* **Your task**:
Extend the expense limitation letter agreement below, picking up directly after its final sentence.

* **Document excerpt**:
%%
LETTER AGREEMENT
[September 30], 2013
LETTER AGREEMENT
Managers Trust I (the “Trust”)
000 Xxxxxxxxxxx Xxxxxx
Xxxxxxx, Xxxxxxxxxxx 00000
Re: Expense Limitation and Recoupment Agreement
Ladies and Gentlemen:
This Letter Agreement documents (i) an undertaking by Managers Investment Group LLC (the “Adviser”) to limit the total operating expenses of Brandywine Blue Fund (the “Fund”), a series of the Trust, and (ii) our agreement regarding the extent to which the Adviser will, under certain circumstances, receive payment from the Trust, on behalf of the Fund, as recoupment of certain amounts paid, waived or reimbursed by the Adviser to the Fund in fulfillment of a voluntary undertaking by the Adviser to limit the expenses of the Fund. This Letter Agreement shall terminate in the event the Investment Management Agreement between the Trust and the Adviser terminates with respect to the Fund or upon mutual agreement between the Adviser and the Fund’s Board of Trustees.
%%
* **Material**:
%%
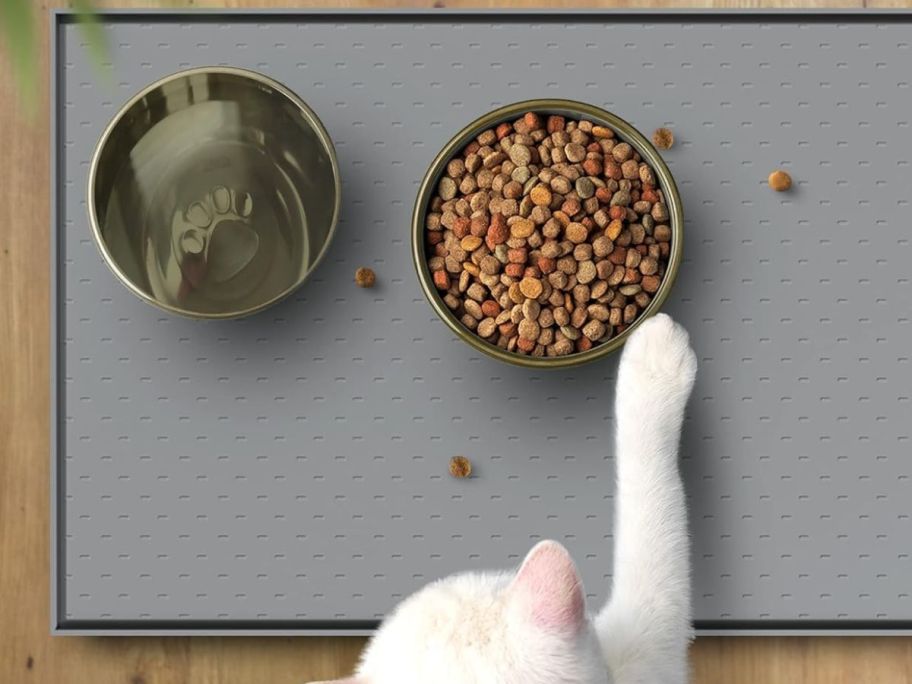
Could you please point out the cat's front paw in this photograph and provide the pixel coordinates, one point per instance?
%%
* **Exercise result**:
From time to time hereafter, the Adviser may voluntarily undertake to waive its advisory fee payable by the Fund and/or pay or reimburse the Fund’s expenses such that the Fund’s total annual operating expenses do not exceed a certain amount (the “Expense Cap”). If the Adviser undertakes an Expense Cap with respect to the Fund, the Trust, on behalf of the Fund, will be obligated to pay the Adviser all amounts previously paid, waived or reimbursed by the Adviser with respect to the Fund pursuant to such Expense Cap, provided that the amount of such additional payment in any year, together with all other expenses of the Fund, in the aggregate, would not cause the Fund’s total annual operating expenses in any such year to exceed the amount of the Expense Cap, and provided further that no additional payments by the Trust will be made with respect to amounts paid, waived or reimbursed by the Adviser more than thirty-six (36) months after the date the Fund accrues a liability with respect to such amounts paid, waived or reimbursed by the Adviser.
Any payments by the Trust under this Letter Agreement shall be in addition to all amounts otherwise payable to the Adviser as an advisory fee or administration and shareholder servicing fee for services to the Fund under the Investment Management Agreement and Administration and Shareholder Servicing Agreement with the Trust, as applicable.
Effective as of [September 30 ], 2013 and until at least [February 1], 2016, the Adviser hereby undertakes to limit the total annual operating expenses (exclusive of taxes, interest (including interest incurred in connection with bank and custody overdrafts), shareholder servicing fees, distribution and service (12b-1) fees, brokerage commissions and other transaction costs, acquired fund fees and expenses, and extraordinary expenses) of the Fund to 2.00% of average daily net assets attributable to the Fund.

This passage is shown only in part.